* Written instruction *
How many lines in the records below contain the word "frond", with case taken into account? Reply with the number alone.

* Provided data *

* Start *

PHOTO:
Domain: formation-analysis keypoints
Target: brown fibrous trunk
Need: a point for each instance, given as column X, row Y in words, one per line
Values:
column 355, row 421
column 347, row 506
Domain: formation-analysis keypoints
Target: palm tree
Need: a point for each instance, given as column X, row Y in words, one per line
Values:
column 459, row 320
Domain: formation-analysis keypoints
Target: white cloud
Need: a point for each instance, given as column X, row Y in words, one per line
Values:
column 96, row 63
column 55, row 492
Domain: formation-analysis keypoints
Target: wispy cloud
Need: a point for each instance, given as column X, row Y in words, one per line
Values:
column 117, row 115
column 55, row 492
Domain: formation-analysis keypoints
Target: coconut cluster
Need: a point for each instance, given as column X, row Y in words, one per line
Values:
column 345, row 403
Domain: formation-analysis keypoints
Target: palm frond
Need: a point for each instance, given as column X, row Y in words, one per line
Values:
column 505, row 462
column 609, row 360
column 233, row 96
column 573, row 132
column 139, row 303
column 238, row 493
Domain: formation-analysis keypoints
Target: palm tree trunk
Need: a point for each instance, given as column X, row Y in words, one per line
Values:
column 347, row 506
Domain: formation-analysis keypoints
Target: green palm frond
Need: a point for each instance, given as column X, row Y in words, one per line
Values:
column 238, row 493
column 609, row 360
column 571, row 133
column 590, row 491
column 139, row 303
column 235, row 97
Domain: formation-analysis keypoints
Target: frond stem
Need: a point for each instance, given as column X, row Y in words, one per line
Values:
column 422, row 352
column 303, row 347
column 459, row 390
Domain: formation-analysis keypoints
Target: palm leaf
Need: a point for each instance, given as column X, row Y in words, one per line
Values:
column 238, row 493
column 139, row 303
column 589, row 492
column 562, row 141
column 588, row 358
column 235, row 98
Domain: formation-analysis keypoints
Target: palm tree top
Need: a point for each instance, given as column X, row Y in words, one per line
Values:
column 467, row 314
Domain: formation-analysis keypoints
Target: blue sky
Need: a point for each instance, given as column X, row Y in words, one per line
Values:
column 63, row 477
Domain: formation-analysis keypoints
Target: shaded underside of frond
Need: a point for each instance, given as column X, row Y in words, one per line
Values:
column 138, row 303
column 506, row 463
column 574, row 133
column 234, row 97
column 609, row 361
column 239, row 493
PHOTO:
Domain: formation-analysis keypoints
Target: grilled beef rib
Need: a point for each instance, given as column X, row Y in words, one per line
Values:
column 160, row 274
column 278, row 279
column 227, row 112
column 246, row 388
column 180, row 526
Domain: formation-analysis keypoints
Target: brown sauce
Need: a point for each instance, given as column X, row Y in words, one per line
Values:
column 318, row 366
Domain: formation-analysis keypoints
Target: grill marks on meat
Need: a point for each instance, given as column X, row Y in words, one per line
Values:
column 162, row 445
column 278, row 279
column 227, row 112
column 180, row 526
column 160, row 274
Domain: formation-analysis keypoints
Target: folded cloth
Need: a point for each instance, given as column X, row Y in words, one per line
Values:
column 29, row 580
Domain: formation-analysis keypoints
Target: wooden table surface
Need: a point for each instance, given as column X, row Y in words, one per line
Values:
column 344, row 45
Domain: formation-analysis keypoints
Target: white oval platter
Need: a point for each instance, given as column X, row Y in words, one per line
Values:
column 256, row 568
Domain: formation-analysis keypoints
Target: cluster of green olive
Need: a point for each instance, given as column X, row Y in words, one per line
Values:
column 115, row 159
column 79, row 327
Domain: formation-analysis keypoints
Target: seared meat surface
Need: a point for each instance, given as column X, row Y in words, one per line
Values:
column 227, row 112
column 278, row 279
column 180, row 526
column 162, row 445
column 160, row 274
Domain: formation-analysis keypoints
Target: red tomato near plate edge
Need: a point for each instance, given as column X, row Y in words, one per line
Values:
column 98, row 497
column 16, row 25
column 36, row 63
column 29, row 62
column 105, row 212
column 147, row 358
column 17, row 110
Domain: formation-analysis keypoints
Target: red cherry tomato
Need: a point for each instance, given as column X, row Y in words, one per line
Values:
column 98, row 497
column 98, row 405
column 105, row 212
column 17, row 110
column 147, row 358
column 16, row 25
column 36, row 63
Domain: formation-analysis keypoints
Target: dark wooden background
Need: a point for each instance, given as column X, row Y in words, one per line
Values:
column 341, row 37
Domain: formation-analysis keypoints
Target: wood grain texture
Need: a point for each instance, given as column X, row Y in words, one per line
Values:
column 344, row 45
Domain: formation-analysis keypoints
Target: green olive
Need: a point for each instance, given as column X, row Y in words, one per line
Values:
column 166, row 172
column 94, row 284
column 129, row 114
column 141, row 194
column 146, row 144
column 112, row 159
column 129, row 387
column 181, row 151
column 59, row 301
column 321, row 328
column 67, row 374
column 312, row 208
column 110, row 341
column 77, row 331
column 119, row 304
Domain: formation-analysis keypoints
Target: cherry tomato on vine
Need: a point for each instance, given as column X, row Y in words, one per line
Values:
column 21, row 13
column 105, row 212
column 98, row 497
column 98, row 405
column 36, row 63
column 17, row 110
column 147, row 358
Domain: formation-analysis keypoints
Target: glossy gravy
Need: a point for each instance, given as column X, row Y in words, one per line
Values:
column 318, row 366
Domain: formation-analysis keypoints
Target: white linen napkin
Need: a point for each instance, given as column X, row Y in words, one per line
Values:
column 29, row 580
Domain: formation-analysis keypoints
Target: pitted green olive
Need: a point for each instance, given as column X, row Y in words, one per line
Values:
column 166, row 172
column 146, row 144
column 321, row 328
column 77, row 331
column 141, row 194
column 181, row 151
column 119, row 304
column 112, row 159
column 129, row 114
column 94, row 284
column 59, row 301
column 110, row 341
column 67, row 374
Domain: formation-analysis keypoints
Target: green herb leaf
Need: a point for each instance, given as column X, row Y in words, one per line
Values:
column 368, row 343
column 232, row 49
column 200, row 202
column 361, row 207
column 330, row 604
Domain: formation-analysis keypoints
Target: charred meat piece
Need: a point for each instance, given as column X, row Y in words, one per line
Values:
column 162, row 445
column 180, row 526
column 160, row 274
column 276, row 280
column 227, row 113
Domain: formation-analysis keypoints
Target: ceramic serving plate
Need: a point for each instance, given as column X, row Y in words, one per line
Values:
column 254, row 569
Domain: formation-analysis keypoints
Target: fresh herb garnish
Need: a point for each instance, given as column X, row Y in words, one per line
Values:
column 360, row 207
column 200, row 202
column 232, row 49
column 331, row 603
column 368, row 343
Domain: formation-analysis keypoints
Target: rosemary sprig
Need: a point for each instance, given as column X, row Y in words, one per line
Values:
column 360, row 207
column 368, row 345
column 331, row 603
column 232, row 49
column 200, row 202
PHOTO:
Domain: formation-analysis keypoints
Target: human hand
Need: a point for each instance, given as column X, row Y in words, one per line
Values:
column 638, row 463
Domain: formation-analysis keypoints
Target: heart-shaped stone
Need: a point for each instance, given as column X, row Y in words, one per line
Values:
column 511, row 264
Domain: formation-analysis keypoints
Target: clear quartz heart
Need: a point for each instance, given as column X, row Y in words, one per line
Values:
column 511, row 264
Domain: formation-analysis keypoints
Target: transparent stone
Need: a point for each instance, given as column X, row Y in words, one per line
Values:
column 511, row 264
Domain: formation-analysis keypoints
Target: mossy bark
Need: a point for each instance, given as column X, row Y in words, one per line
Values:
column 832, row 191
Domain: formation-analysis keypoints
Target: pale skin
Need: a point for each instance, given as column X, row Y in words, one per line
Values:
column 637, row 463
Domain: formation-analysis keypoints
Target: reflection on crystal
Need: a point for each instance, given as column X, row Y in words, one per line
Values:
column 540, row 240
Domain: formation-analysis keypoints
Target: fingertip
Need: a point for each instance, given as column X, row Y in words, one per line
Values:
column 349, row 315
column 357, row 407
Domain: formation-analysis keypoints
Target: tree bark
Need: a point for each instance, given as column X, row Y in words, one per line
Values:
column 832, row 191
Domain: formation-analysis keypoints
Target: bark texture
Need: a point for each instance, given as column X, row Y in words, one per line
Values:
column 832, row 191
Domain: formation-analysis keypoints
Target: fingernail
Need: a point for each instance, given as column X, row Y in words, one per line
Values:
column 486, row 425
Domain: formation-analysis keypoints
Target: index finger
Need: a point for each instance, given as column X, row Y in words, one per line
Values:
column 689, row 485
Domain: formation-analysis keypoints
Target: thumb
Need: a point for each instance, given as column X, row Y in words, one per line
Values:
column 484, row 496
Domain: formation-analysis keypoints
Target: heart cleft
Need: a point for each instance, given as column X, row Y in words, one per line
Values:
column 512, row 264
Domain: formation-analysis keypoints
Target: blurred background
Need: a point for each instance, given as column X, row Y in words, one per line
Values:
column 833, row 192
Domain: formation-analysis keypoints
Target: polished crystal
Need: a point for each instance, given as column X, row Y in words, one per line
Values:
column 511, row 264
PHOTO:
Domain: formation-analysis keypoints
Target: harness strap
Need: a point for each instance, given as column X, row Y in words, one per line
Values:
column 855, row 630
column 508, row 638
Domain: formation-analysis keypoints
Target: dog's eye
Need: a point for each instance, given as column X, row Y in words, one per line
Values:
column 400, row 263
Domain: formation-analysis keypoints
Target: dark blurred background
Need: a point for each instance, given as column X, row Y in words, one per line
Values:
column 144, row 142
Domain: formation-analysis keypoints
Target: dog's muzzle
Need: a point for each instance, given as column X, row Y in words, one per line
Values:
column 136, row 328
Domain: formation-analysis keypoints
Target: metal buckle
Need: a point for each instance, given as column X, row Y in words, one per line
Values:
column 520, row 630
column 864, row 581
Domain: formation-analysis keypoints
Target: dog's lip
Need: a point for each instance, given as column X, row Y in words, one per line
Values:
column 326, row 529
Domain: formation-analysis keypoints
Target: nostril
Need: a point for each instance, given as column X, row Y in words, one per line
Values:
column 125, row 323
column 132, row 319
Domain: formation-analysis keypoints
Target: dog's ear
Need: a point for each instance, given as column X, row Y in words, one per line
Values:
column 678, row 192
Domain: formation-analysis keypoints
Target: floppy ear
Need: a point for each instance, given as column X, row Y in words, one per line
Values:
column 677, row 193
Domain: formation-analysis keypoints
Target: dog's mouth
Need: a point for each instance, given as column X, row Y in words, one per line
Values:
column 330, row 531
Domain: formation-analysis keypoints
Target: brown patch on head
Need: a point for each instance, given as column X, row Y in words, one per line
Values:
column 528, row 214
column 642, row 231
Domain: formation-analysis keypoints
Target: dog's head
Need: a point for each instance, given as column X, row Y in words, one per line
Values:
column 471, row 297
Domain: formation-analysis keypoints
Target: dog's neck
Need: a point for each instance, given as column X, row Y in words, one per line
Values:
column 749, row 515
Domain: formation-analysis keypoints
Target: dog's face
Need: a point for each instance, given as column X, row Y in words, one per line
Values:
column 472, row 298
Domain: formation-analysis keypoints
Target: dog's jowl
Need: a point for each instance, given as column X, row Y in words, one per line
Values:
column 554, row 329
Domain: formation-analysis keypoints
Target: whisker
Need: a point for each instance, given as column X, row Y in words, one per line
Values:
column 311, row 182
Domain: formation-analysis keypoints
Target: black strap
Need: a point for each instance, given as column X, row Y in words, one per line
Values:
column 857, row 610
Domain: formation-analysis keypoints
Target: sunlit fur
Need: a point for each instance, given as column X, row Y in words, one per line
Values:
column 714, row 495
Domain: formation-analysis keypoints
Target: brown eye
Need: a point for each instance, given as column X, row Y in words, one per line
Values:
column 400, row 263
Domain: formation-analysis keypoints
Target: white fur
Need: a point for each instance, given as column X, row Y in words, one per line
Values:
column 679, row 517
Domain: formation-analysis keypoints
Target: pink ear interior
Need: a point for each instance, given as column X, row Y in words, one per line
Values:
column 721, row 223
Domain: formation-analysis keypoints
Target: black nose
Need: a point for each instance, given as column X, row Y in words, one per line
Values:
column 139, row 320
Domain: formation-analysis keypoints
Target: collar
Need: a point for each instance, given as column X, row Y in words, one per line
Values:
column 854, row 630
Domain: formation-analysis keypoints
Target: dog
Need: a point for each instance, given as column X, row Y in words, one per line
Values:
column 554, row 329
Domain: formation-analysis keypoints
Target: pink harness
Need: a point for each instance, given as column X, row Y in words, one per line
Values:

* End *

* Correct answer *
4